TEXT SHOWN:
· · · · ·

The restaurant space at the corner of 5th & Bainbridge has seen a lot of changes throughout the years. With various openings and closings and being vacant for extended periods of time, residents in the Queen Village neighborhood worried they might never have a steady hot-spot in the hood. Hoping to “reverse the curse” (so to speak), the owners of Brauhaus Schmitz have recently opened  Whetstone Tavern and crafted a menu of classic American cuisine using fresh, seasonal and local ingredients. As you can probably already guess, I headed straight for the bar & ordered the Dad’s Burger – a LaFrieda blend patty on a Martin’s potato roll, topped with cooper sharp cheese, iceberg lettuce slaw, heirloom tomato, diced onion, and pickles. You can opt for a single or a double patty; I went with just one to give it a good baseline. You can pair it with fries, chips or a half salad – I chose fries.

I wasn’t asked how I wanted the burger cooked but it was on the medium-well side. It didn’t matter because I knew the quality of the La Frieda meat would ensure that my burger was moist, flavorful & delicious. Also, it was on a soft Martin’s potato roll, which automatically makes any burger taste amazing. It was on the small side, but still tasty. I loved seeing the little yellow sliver of the heirloom tomato after I took my first bite. The burger also comes topped with a house burger sauce (probably some kind of in-house thousand island variation). I failed to notice that the ketchup listed on the menu was sriracha ketchup so after my first bite, my mouth was on fire! Luckily, I was able to dip the fries in the burger sauce/meat juice run off, which made them extra tasty. The fries were kind of under-salted, so the drippings helped alleviate some of the blandness as well. Next time I will definitely opt for the double decker burger & chips! Also be sure to save room for  one of Pastry Chef Jessica Nolen’s amazing desserts – or you can wait until her new, standalone bakery The Little Bird opens just a few blocks away!

· · · · ·

GOAL A:
List the sides that the review says can be paired with the Dad's Burger.
GOAL B:
Please identify every line of the records that contains the string "leather", treating case as significant.
The review and the records come from unrelated sources.

Data taken from a collection:
· · · · ·

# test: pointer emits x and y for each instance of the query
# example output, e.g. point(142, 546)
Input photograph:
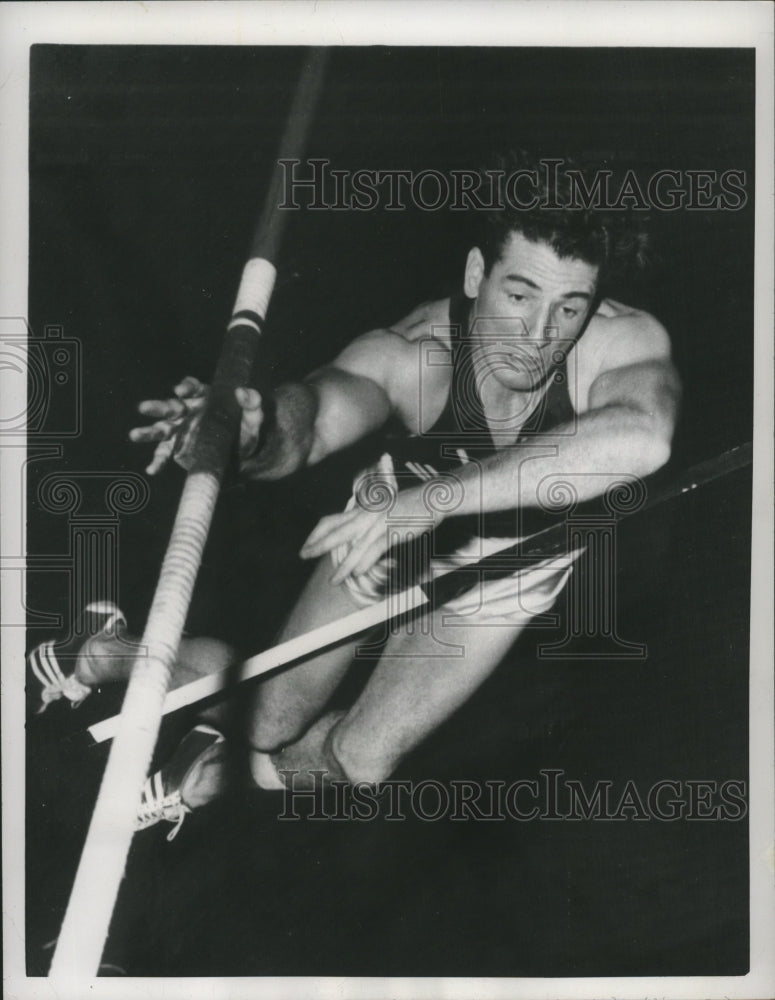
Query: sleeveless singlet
point(462, 434)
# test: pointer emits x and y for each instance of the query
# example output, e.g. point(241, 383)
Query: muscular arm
point(626, 429)
point(331, 409)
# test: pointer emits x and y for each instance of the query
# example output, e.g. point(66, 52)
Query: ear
point(474, 272)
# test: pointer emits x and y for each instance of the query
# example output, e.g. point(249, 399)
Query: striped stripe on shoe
point(99, 617)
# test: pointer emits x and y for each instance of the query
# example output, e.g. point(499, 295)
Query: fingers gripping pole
point(100, 870)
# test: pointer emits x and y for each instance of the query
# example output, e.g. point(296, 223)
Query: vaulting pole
point(103, 860)
point(551, 541)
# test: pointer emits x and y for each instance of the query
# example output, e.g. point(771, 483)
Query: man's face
point(531, 304)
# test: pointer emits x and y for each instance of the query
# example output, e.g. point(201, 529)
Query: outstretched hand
point(176, 421)
point(365, 535)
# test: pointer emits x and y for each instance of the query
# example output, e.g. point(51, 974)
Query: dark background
point(147, 170)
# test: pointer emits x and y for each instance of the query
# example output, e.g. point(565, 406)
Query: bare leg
point(412, 691)
point(286, 703)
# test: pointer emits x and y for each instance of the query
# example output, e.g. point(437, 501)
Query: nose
point(539, 324)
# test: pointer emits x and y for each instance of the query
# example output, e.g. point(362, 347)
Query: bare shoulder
point(620, 335)
point(429, 319)
point(387, 354)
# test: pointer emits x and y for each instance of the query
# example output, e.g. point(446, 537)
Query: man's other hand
point(176, 421)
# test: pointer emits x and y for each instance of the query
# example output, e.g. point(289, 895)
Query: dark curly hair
point(614, 240)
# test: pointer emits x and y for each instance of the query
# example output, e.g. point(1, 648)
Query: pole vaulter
point(551, 541)
point(103, 860)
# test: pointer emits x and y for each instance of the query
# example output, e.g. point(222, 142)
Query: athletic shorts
point(511, 600)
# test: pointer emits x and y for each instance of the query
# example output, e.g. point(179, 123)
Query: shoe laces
point(155, 806)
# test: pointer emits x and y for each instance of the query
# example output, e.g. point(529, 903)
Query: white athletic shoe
point(196, 774)
point(49, 658)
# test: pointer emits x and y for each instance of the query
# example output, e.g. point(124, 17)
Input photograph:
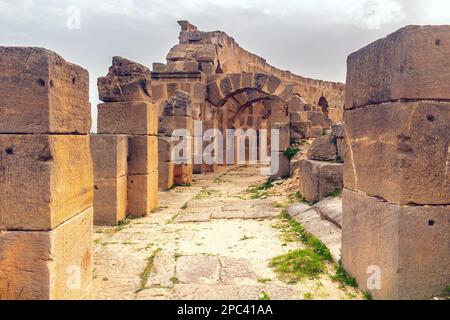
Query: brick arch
point(264, 86)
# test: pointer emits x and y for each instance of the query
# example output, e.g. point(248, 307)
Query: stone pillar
point(128, 110)
point(176, 115)
point(46, 183)
point(396, 202)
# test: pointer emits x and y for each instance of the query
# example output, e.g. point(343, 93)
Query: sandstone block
point(166, 175)
point(411, 63)
point(323, 149)
point(40, 92)
point(320, 179)
point(142, 154)
point(110, 201)
point(126, 81)
point(44, 180)
point(400, 152)
point(138, 118)
point(167, 125)
point(409, 244)
point(109, 155)
point(42, 265)
point(142, 194)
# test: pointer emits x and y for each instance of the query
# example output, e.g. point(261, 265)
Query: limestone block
point(320, 179)
point(284, 165)
point(400, 152)
point(409, 244)
point(323, 149)
point(40, 92)
point(126, 81)
point(166, 175)
point(165, 147)
point(142, 154)
point(142, 194)
point(44, 180)
point(411, 63)
point(109, 155)
point(42, 265)
point(168, 124)
point(138, 118)
point(178, 105)
point(110, 201)
point(183, 174)
point(303, 129)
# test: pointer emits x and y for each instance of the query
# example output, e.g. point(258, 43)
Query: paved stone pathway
point(210, 240)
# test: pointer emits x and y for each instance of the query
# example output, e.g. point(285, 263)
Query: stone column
point(46, 183)
point(128, 110)
point(396, 202)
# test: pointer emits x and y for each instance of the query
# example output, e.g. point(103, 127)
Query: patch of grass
point(263, 296)
point(174, 280)
point(336, 193)
point(368, 296)
point(291, 152)
point(264, 280)
point(343, 277)
point(148, 269)
point(307, 238)
point(308, 296)
point(298, 264)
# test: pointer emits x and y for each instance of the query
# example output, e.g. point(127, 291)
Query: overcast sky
point(309, 37)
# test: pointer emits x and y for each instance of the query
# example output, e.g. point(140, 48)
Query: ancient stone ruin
point(46, 183)
point(397, 185)
point(391, 158)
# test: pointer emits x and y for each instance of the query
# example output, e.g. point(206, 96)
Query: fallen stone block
point(142, 194)
point(142, 154)
point(400, 152)
point(138, 118)
point(44, 180)
point(407, 247)
point(126, 81)
point(110, 201)
point(411, 63)
point(43, 265)
point(319, 180)
point(42, 93)
point(109, 155)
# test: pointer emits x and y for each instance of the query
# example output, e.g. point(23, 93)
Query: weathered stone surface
point(139, 118)
point(142, 194)
point(42, 93)
point(179, 105)
point(168, 124)
point(109, 155)
point(320, 179)
point(42, 265)
point(410, 245)
point(408, 64)
point(400, 152)
point(323, 149)
point(44, 180)
point(166, 175)
point(142, 154)
point(126, 81)
point(110, 201)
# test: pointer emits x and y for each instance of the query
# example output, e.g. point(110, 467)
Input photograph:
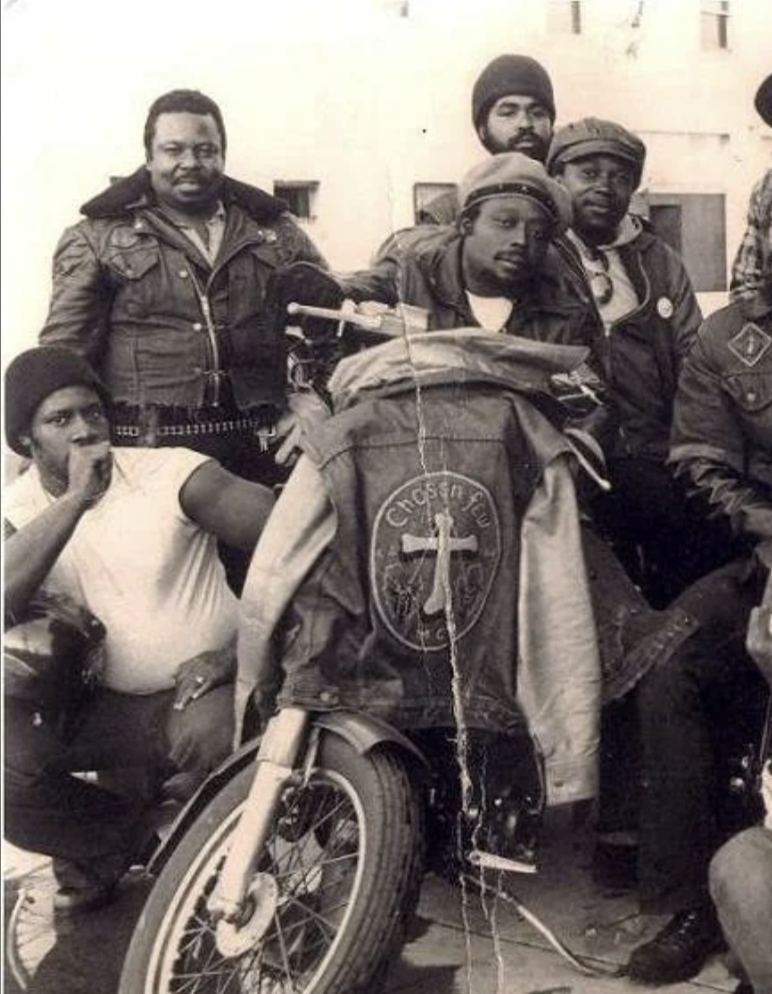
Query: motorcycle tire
point(329, 902)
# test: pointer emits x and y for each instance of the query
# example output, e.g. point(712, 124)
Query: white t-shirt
point(492, 313)
point(148, 572)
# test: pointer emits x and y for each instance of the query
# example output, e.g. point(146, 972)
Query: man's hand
point(202, 673)
point(306, 410)
point(759, 638)
point(89, 470)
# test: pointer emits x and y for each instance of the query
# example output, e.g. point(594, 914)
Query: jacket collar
point(122, 198)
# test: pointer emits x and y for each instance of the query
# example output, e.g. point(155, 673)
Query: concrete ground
point(461, 943)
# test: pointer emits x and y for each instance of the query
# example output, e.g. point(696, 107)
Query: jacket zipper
point(215, 374)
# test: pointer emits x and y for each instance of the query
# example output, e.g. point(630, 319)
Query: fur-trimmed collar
point(135, 191)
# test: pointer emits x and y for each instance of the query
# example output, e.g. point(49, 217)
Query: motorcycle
point(421, 576)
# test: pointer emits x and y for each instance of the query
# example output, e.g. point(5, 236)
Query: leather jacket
point(722, 432)
point(162, 324)
point(422, 266)
point(642, 353)
point(354, 600)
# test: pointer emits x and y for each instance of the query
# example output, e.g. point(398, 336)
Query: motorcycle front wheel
point(327, 905)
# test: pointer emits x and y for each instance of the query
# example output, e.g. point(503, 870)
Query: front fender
point(362, 732)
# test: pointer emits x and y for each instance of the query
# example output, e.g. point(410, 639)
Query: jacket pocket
point(134, 264)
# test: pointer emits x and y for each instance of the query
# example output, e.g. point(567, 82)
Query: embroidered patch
point(435, 549)
point(750, 344)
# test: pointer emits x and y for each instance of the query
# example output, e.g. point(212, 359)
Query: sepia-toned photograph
point(387, 497)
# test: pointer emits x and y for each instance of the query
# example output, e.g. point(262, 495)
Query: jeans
point(741, 887)
point(50, 811)
point(688, 717)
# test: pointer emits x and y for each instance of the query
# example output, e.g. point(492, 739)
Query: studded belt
point(198, 428)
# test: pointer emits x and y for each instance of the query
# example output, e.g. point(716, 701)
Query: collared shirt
point(606, 271)
point(214, 227)
point(756, 244)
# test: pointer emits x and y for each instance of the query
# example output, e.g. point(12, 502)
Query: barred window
point(564, 17)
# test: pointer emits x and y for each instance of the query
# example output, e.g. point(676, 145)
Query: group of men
point(165, 330)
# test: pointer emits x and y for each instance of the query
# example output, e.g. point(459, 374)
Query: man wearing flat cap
point(650, 317)
point(756, 245)
point(128, 534)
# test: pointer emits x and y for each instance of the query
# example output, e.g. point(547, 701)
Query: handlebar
point(392, 323)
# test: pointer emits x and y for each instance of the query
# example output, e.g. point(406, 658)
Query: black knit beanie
point(36, 374)
point(507, 74)
point(763, 101)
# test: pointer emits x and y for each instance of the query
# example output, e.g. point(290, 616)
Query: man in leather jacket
point(513, 110)
point(722, 449)
point(650, 318)
point(164, 287)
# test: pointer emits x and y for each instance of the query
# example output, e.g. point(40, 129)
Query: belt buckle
point(265, 435)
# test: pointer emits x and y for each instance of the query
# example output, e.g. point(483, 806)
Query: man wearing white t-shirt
point(131, 535)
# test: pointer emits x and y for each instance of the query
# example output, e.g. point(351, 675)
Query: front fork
point(277, 761)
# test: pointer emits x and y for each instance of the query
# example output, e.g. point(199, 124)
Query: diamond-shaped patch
point(750, 344)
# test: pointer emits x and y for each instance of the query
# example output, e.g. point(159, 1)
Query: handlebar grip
point(366, 322)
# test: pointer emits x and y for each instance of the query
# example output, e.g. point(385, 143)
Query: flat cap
point(594, 136)
point(34, 375)
point(516, 175)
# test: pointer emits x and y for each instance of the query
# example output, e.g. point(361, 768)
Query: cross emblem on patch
point(443, 546)
point(750, 344)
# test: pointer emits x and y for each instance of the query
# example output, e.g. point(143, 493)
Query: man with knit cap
point(129, 535)
point(650, 316)
point(513, 110)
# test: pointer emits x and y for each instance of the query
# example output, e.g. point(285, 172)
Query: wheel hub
point(234, 938)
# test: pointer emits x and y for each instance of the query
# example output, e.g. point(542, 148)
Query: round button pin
point(665, 307)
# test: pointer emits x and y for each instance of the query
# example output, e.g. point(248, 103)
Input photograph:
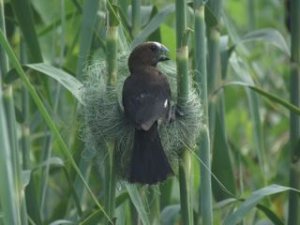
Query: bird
point(146, 97)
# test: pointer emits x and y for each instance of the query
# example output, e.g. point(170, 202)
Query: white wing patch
point(166, 103)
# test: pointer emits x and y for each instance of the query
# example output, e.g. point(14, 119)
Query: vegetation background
point(251, 64)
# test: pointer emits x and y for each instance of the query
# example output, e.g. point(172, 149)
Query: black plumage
point(146, 100)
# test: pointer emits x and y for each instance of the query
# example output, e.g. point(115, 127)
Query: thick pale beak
point(163, 53)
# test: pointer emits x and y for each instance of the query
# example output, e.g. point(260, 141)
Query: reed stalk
point(111, 60)
point(12, 196)
point(201, 84)
point(294, 203)
point(183, 86)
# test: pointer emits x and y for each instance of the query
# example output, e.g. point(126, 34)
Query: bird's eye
point(153, 48)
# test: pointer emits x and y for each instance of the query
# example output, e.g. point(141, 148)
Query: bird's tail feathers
point(149, 163)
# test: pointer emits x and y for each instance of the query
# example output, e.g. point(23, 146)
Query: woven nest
point(105, 122)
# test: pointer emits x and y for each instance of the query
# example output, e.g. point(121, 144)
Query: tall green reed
point(201, 84)
point(183, 86)
point(294, 201)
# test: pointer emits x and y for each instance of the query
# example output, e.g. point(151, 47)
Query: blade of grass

· · · · ·

CORRECT RESPONSE A:
Fries, chips, and a half salad.

CORRECT RESPONSE B:
Query: leather jacket
Query: man in leather jacket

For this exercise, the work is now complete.